** Start Reading passage **

= List of Spanish words of Austronesian origin =

This is a list of Spanish words that come from Austronesian languages. It is further divided into words that come from Hawaiian, Javanese, Malay, and Tagalog. Some of these words have alternate etymologies and may also appear on a list of Spanish words from a different language.

==Hawaiian==
- canaco= Polynesian (adjective) & a Polynesian person: from Hawaiian kanáka "to be human."

==Javanese==
- junco= junk (ship): from Portuguese junco, from Javanese or Malay jong "boat," "ship."

==Malay==
- bambú= bamboo: probably from Malay bambú "bamboo."
- cacatúa= cockatoo: from Malay kakatua, "cockatoo," from kakak "older sister" + tua "old."

** End Reading passage **
** Start Recorded data **

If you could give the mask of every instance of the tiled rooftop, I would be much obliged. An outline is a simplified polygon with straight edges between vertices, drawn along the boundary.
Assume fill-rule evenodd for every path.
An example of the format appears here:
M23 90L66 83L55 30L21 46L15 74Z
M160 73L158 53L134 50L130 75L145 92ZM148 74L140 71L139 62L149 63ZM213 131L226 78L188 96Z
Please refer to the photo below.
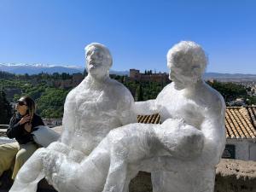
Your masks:
M159 124L159 114L138 115L139 123ZM256 139L256 107L228 107L225 114L226 138Z

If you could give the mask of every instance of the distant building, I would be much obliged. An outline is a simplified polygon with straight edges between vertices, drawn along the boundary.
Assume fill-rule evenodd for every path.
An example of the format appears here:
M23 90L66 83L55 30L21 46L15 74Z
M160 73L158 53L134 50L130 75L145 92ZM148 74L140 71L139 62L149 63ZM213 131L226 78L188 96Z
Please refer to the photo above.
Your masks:
M49 127L55 127L62 125L62 118L59 119L43 119L44 125Z
M169 75L166 73L140 73L137 69L130 69L130 79L137 80L140 82L159 82L159 83L169 83Z
M160 124L159 114L138 115L139 123ZM227 107L223 158L256 160L256 107Z

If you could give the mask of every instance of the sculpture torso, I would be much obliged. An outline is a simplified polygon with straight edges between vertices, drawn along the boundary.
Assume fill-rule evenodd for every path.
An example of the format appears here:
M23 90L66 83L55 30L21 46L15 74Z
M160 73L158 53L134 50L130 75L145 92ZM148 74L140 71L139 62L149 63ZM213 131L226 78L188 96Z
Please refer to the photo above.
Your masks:
M173 84L168 84L159 94L156 103L162 122L169 118L183 119L187 124L201 128L205 108L195 100L186 98L183 90L175 90Z
M122 112L131 111L133 98L115 80L108 79L102 84L91 84L85 79L72 90L66 102L72 103L65 110L72 110L74 117L70 147L89 154L110 130L123 125Z

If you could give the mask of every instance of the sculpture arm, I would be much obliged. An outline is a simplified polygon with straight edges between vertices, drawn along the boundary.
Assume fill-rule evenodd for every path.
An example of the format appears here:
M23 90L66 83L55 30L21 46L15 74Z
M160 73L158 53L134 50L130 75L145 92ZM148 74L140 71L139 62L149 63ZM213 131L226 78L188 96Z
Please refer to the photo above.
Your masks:
M63 131L61 134L61 143L68 145L72 137L73 134L75 126L76 126L76 114L75 108L76 103L74 101L73 90L69 92L67 96L66 102L64 104L64 114L62 119L62 127Z
M117 110L121 125L137 123L133 96L126 88L123 88L122 94L119 97Z
M189 160L202 152L205 143L203 132L186 124L183 119L168 119L155 129L155 133L162 146L157 150L157 156L165 156L168 152L171 156Z
M159 113L156 100L154 99L145 102L135 102L134 109L137 115L147 115Z

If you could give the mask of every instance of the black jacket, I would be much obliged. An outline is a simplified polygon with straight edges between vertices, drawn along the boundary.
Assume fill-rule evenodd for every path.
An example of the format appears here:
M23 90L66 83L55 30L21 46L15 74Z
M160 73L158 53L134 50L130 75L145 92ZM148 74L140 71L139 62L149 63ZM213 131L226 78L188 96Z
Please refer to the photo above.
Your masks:
M6 134L9 138L15 137L20 144L26 144L29 142L32 142L33 138L32 134L25 130L25 124L21 125L19 124L19 121L21 119L21 118L22 116L19 113L14 114L9 121L9 125ZM44 124L38 115L34 114L32 120L32 131L35 131L34 127L38 125L44 125Z

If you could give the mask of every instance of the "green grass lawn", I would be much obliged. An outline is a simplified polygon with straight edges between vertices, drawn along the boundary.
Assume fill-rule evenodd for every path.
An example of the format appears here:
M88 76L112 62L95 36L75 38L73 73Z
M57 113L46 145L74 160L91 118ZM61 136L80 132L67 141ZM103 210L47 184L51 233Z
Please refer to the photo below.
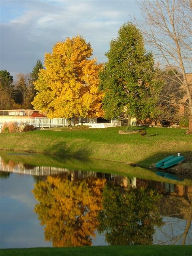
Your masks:
M192 136L186 135L185 129L147 128L145 136L119 134L119 130L122 128L1 134L0 149L135 163L144 167L178 152L191 156Z
M0 249L1 256L191 256L192 245L119 245Z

** End Recorded data **

• [Goals]
- a) Write out the part of the Austronesian word list between "This is a list" and "a different language.", inclusive.
- b) In the list of Spanish words of Austronesian origin, which two Malay words combine to form kakatua?

• [Results of the tasks]
- a)
This is a list of Spanish words that come from Austronesian languages. It is further divided into words that come from Hawaiian, Javanese, Malay, and Tagalog. Some of these words have alternate etymologies and may also appear on a list of Spanish words from a different language.

- b) Kakak, "older sister," and tua, "old."